§ **Task brief**:
For each line in the data below that holds "after", return a copy.

§ **Material provided**:
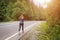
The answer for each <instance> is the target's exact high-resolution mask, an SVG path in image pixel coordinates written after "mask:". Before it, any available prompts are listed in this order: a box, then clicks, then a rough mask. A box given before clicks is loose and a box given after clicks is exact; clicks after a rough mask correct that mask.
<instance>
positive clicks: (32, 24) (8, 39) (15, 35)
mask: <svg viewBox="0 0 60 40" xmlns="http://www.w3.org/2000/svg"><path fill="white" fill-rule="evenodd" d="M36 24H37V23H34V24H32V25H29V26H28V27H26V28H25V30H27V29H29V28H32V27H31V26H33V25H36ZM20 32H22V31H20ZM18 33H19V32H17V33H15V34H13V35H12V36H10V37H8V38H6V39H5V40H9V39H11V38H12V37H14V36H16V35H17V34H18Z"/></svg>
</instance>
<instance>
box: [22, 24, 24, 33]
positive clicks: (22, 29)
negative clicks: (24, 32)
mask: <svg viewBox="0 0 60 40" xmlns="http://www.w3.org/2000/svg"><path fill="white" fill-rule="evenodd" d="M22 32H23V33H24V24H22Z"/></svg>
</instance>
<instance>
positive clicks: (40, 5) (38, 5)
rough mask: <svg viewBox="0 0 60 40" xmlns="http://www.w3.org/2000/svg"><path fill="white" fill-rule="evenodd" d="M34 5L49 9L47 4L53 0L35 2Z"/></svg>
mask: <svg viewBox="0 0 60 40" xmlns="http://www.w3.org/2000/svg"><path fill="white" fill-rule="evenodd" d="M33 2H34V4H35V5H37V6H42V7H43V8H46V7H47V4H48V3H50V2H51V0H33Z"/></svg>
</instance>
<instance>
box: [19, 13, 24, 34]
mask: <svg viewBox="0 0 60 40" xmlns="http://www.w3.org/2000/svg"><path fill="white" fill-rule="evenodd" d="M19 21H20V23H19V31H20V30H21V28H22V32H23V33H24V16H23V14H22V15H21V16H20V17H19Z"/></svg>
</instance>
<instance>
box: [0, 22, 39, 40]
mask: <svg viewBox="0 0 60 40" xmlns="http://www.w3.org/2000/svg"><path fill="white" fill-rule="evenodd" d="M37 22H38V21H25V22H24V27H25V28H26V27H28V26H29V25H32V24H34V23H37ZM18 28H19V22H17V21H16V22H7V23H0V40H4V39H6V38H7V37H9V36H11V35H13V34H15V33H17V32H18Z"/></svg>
...
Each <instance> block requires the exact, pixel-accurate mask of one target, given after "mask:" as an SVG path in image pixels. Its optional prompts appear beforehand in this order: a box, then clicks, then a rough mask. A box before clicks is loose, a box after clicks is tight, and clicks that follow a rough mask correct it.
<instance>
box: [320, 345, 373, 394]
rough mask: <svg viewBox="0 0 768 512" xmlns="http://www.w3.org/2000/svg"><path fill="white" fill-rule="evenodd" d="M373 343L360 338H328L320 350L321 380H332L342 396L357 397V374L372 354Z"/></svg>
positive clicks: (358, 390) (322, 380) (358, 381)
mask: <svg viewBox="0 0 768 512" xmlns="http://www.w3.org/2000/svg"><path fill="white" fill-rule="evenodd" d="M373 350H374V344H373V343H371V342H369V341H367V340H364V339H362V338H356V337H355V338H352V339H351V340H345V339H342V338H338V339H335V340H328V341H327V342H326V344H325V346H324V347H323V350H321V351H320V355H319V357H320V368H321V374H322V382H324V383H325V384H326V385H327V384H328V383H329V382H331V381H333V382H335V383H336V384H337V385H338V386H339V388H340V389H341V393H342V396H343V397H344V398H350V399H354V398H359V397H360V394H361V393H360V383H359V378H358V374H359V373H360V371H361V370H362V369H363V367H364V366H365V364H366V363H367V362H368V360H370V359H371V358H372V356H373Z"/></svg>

§ **Output of the task**:
The answer for each <instance> is the target's exact high-resolution mask, an SVG path in image pixel coordinates written after "mask:". Before it, any available prompts are listed in this order: a box, then clicks, then a rough mask. A box given before clicks is loose and a box given after clicks is exact; clicks after a rough mask correct that mask.
Each <instance> block requires the exact, pixel-accurate mask of one target, given after "mask:" as an SVG path in image pixels. Its optional prompts appear beforehand in this order: a box, then clicks, then a rough mask. A box before clicks is loose, a box after clicks is tight, and clicks that follow a rough mask correct it.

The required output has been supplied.